=== PROVIDED MATERIAL ===

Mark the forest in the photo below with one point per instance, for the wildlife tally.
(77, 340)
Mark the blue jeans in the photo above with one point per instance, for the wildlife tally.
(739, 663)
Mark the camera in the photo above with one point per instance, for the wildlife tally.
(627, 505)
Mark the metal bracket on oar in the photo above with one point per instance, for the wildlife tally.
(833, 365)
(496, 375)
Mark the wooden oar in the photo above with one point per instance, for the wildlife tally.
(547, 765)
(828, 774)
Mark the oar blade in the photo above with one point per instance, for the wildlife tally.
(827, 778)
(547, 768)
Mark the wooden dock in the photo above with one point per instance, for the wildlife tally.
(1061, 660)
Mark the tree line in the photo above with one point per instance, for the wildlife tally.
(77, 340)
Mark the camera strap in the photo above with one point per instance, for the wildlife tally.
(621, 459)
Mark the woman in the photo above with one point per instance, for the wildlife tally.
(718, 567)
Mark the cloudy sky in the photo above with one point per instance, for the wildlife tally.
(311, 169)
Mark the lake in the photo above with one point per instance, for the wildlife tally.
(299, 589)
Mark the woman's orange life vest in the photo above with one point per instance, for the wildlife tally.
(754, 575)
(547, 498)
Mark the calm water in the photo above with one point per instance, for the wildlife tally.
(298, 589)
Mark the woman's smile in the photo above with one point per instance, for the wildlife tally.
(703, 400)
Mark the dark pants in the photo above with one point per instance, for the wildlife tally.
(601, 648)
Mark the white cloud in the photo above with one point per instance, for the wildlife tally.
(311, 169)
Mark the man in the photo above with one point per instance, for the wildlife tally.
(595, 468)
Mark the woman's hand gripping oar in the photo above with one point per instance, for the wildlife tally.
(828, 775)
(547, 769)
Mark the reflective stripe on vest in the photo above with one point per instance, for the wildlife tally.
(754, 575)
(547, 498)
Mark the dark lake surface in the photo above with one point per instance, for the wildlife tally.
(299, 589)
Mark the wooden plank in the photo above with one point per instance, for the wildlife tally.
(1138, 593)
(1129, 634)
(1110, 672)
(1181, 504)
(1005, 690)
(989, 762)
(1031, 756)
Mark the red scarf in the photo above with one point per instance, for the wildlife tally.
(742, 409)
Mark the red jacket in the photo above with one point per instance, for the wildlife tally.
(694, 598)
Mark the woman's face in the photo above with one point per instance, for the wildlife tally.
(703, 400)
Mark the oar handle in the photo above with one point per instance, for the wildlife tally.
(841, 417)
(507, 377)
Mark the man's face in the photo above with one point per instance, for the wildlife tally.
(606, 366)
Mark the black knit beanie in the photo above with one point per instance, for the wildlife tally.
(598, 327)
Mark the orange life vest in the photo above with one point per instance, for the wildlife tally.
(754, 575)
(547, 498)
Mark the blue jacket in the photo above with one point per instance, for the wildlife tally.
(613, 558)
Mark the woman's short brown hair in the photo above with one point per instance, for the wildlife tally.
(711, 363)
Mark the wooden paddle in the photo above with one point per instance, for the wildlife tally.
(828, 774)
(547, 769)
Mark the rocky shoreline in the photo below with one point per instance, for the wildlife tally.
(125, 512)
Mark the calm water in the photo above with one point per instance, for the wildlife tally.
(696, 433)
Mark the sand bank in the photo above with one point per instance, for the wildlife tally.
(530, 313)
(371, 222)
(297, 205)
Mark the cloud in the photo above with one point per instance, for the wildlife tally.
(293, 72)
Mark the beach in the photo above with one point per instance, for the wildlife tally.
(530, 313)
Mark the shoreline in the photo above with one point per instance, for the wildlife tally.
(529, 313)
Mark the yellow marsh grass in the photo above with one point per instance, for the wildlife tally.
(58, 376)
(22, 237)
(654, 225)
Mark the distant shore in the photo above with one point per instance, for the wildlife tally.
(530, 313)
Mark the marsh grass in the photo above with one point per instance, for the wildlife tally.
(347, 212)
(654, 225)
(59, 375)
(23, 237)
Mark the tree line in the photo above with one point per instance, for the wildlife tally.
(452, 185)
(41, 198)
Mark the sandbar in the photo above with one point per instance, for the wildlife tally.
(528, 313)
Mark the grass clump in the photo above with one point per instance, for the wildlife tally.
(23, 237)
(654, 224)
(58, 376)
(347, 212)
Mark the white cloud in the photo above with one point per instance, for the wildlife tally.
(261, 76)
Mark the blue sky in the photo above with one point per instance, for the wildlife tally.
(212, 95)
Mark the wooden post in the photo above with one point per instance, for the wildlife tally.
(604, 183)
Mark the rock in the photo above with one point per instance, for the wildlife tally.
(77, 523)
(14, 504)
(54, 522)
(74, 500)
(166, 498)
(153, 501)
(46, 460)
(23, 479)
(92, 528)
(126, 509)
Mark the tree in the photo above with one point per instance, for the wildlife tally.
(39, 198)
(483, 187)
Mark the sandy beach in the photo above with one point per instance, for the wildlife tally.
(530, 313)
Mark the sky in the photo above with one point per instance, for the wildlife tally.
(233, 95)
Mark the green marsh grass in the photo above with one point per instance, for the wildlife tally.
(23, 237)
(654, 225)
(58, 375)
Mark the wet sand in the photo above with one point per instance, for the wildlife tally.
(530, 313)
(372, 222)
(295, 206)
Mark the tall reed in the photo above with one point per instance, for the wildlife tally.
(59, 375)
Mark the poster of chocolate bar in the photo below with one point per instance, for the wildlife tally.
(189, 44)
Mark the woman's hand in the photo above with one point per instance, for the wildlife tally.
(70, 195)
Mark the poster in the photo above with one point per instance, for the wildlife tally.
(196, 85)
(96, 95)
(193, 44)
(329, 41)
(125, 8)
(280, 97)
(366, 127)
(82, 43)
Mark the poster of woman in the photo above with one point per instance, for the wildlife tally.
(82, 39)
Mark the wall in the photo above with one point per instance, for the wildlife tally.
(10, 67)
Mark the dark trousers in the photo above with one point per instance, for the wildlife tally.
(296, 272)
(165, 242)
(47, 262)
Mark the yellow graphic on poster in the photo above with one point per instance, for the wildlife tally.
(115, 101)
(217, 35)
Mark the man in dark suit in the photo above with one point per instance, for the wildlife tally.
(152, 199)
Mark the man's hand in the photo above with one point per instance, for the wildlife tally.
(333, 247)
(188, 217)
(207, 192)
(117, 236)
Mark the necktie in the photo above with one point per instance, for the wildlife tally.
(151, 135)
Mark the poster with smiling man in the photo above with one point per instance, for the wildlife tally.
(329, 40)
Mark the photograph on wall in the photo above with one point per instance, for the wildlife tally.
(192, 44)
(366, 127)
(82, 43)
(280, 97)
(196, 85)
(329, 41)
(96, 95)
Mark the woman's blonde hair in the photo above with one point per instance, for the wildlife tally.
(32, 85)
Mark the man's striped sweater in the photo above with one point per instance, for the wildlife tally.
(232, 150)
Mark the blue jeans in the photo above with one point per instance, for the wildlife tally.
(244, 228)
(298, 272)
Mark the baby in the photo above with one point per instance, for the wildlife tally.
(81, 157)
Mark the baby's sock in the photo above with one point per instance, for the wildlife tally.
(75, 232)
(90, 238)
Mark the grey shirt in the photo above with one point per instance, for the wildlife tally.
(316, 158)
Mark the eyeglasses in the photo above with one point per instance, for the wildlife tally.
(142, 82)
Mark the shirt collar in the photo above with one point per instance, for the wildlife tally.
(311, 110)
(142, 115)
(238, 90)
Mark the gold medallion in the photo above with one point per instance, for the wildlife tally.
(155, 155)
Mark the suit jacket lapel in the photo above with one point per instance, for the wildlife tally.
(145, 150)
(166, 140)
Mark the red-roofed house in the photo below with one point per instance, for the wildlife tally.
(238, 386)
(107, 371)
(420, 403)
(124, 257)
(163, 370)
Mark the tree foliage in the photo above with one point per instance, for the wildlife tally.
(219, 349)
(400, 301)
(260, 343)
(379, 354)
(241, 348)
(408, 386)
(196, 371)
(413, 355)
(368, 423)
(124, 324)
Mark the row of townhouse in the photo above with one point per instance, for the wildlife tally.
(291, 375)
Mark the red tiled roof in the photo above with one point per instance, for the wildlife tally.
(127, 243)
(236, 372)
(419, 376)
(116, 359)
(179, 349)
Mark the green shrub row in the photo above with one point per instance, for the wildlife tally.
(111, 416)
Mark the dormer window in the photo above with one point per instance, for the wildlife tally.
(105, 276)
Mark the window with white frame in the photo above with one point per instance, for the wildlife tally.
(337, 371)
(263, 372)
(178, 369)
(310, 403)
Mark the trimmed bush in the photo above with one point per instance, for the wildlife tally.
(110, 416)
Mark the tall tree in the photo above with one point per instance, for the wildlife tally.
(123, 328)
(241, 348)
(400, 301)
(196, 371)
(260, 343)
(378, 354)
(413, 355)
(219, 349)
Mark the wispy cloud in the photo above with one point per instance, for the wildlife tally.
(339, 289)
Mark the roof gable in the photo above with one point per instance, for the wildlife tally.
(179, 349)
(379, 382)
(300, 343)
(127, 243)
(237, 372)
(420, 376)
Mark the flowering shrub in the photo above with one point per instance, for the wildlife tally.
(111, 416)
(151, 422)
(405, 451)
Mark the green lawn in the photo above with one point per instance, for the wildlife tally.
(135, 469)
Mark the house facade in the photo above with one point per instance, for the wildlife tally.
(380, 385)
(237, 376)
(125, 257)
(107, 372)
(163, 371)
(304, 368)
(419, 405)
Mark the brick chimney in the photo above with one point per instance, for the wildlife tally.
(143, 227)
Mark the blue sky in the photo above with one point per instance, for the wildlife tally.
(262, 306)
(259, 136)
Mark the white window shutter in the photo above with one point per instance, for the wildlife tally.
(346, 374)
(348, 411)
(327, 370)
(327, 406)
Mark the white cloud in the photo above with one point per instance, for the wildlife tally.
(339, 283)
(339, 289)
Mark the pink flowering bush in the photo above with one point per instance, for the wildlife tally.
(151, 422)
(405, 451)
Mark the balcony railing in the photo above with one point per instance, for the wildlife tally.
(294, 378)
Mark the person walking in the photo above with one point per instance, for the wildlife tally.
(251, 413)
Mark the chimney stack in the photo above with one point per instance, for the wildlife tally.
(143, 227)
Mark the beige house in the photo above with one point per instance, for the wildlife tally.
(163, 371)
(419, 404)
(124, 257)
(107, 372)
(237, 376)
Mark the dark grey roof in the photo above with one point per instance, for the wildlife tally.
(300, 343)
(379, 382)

===

TO BE DONE ::
Beginning at the line where "Mark the balcony" appears, extract each line through the end of the data above; keep them exact and include nothing else.

SOLUTION ::
Mark the balcony railing in the photo above with one point per instance, for the wildlife tally.
(294, 378)
Mark the person walking in the photo above with one point per instance, for the wildlife tally.
(251, 413)
Mark the chimney stack in the photo above with one point per instance, for the wildlife tally.
(143, 227)
Mark the beige house in the photo above with one point per instance, for the wildlife tally.
(163, 371)
(419, 404)
(124, 257)
(107, 372)
(237, 376)
Mark the dark grey roof in the photo above with one point per instance, for the wildlife tally.
(300, 343)
(379, 382)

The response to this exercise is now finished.